# Directive A
In the listing, swap "instance" for "occurrence" throughout the part that opens with the line containing "find | player's hand" and closes with the line containing "column 385, row 132", leaving everything else unchanged. Return only that part.

[BEGIN Page excerpt]

The existence of a duty is a question of law. "Whether or not
a duty exists is ultimately a question of fairness and `[t]he
inquiry involves a weighing of the relationship of the parties, the
nature of the risk, and the public interest in the proposed
solution.'"
Essex v. New Jersey Bell Telephone Co.,
166 N.J.
Super. 124, 128 (App Div. 1979),
citing Goldberg v. Newark Housing
Authority,
38 N.J. 578, 583 (1962).
In New Jersey, it is established that the duty owed an excess
carrier is identical to that owed an insured.
See Western World
Ins. Co. v. Allstate Ins. Co.,
150 N.J. Super. 481 (App. Div.
1977);
Estate of Louis Penn v. Amalgam. Gen. Agen.,
148 N.J. Super. 419, 423 (App. Div. 1977). An insurer owes its insured the duty to
exercise good faith in handling claims.
Rova Farms Resort, Inc. v.
Investors Ins. Co.,
65 N.J. 474, 492 (1974). The primary carrier
owes the excess carrier the same positive duty it owes its insured,
to take the initiative and attempt to negotiate a settlement within
its policy limit.

[END Page excerpt]

# Directive B
Carry on the passage about the duty a primary insurance carrier owes an excess carrier, starting right after its final sentence.

[BEGIN Record set]

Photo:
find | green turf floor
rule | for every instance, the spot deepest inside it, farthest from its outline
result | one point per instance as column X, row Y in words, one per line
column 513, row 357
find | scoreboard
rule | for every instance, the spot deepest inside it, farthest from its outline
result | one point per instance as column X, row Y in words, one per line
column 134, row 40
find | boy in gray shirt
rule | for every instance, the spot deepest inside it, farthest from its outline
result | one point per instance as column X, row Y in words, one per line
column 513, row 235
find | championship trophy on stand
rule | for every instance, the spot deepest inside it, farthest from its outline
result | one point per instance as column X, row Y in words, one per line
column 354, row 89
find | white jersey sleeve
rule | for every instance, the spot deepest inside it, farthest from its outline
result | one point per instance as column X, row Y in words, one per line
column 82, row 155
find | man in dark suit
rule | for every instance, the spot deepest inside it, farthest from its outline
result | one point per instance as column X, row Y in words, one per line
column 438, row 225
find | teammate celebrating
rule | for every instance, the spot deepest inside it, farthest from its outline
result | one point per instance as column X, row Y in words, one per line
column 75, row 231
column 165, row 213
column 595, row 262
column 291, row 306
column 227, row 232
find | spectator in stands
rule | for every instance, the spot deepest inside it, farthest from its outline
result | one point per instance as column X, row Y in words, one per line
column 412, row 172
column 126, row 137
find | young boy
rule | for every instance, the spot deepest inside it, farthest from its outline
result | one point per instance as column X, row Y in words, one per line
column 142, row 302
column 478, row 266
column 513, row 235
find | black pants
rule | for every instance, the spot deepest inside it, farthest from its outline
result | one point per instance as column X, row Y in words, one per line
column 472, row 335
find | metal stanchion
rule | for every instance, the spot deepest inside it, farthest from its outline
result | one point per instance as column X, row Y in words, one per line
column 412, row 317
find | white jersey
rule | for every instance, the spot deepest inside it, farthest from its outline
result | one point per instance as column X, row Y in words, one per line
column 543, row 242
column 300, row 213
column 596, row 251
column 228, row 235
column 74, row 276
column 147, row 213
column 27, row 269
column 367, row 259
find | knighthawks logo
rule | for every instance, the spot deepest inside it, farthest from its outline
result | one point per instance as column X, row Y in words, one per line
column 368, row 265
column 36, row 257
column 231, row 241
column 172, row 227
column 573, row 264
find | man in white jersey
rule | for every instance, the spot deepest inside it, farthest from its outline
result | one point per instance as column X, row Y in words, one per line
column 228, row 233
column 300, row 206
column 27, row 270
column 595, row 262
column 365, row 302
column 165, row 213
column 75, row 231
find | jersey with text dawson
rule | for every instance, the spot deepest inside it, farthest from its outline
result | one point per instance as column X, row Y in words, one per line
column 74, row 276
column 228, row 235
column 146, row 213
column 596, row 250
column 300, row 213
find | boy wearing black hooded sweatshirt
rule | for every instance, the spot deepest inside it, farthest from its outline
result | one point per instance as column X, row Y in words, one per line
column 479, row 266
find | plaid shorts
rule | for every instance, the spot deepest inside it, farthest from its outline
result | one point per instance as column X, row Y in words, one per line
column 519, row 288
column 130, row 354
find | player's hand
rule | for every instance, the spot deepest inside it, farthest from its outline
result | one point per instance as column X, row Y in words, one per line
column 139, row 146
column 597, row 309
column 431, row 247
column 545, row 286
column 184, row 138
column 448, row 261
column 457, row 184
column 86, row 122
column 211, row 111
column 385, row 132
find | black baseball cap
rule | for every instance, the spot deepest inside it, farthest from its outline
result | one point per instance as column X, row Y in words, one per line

[END Record set]

# Final result A
find | player's hand
rule | for every occurrence, the spot deepest inside it, farthest from its outline
result | one point per occurrence as column X, row Y in words, one per line
column 139, row 146
column 597, row 309
column 431, row 247
column 545, row 286
column 184, row 138
column 448, row 261
column 457, row 184
column 86, row 122
column 211, row 111
column 385, row 132

# Final result B
Estate of Louis Penn,
148
N.J. Super. at 424.
"Fairness and policy require the imposition of a duty of good
faith on the primary carrier."
American Centen. v. Warner-Lambert,
293 N.J. Super. 567, 578 (Law Div. 1995). The primary carrier is
in a knowledgeable position, as it has current information of the
status of an underlying claim, while the excess carrier relies on
the primary carrier to act in good faith. It is a unique
relationship between the parties, and it is reasonable for the
excess carrier to rely on the primary carrier to act in good faith.
Ibid.
However, where an excess carrier has denied coverage, this
duty evaporates. New Jersey recognizes a duty of good faith on the
part of the insurer before seeking to avail itself of rights under
the insurance contract. "Embodied in the policy contract is an
implied covenant of good faith and fair dealing with which the
insurer must comply before seeking to rely on the powers reserved
to it by the language of the policy contract."
Fireman's Fund Ins.
Co. v. Security Ins. Co. of Hartford,
72 N.J. 63, 72 (1976).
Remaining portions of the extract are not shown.